→ THE PROBLEM
Swap "Search Query" for "Label Request" everywhere in the records below and give them again with nothing else changed. Leave the pictures out of your answer.

Image annotation data
┌────────

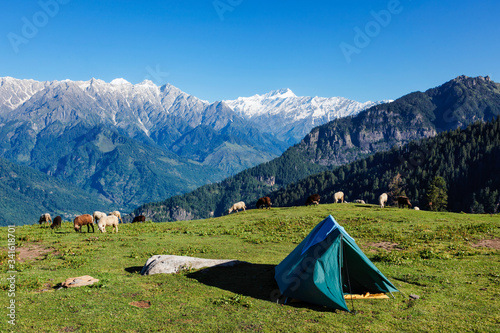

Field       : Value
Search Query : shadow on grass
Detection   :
[125,266,143,274]
[354,204,377,208]
[186,263,335,312]
[186,263,279,302]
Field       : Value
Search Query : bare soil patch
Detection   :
[16,243,54,262]
[471,238,500,250]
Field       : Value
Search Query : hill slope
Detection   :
[271,117,500,213]
[0,158,115,226]
[133,76,500,221]
[296,76,500,166]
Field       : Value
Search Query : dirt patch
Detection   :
[365,242,401,251]
[128,301,151,309]
[16,243,54,262]
[471,238,500,250]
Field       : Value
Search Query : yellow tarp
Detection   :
[344,293,389,299]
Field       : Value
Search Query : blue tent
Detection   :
[274,215,398,311]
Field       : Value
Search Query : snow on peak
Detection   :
[110,78,131,86]
[137,80,157,87]
[263,88,297,98]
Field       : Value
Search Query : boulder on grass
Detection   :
[61,275,99,288]
[141,255,244,275]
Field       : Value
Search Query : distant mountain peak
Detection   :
[262,88,297,98]
[110,78,131,86]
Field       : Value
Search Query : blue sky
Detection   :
[0,0,500,101]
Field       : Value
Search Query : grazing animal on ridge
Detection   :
[227,201,247,214]
[305,193,321,206]
[38,213,52,225]
[132,215,146,223]
[255,197,271,209]
[334,191,344,203]
[108,210,123,223]
[378,193,389,208]
[398,196,411,208]
[92,210,107,223]
[50,215,62,229]
[97,215,118,232]
[73,214,94,232]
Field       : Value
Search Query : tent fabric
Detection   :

└────────

→ ANSWER TO THIS TASK
Field       : Value
Label Request : shadow on grass
Detection   :
[125,266,143,274]
[354,204,377,208]
[186,263,335,312]
[186,263,279,302]
Field       : Value
Label Request : bare soil patch
Detection   :
[16,243,54,262]
[471,238,500,250]
Field       : Value
Label Request : hill slope
Detection   :
[271,117,500,213]
[0,158,115,226]
[133,76,500,221]
[296,76,500,166]
Field       : Value
Label Request : dirt patch
Detection   :
[365,242,401,251]
[128,301,151,309]
[16,243,54,262]
[471,238,500,250]
Field       : Value
Label Request : yellow tarp
Detection   :
[344,293,389,299]
Field       : Value
Label Request : blue tent
Detection   :
[274,215,398,311]
Field       : Value
Label Request : snow on peak
Detection   :
[110,78,131,86]
[137,80,157,87]
[263,88,297,98]
Field       : Value
Label Request : boulder on grass
Detection   :
[61,275,99,288]
[141,255,244,275]
Field       : Value
Label Request : distant mountain peak
Detection   :
[262,88,297,98]
[110,78,131,86]
Field       : Value
Label Request : blue sky
Detection   :
[0,0,500,101]
Field       : Value
Label Request : grazing animal on ridge
Detection   :
[227,201,247,214]
[305,193,321,206]
[38,213,52,225]
[132,215,146,223]
[255,197,271,209]
[334,191,344,203]
[108,210,123,223]
[378,193,389,208]
[398,196,411,208]
[92,210,107,223]
[50,215,62,229]
[97,215,118,232]
[73,214,94,232]
Field       : Value
Label Request : tent fabric
Detection   :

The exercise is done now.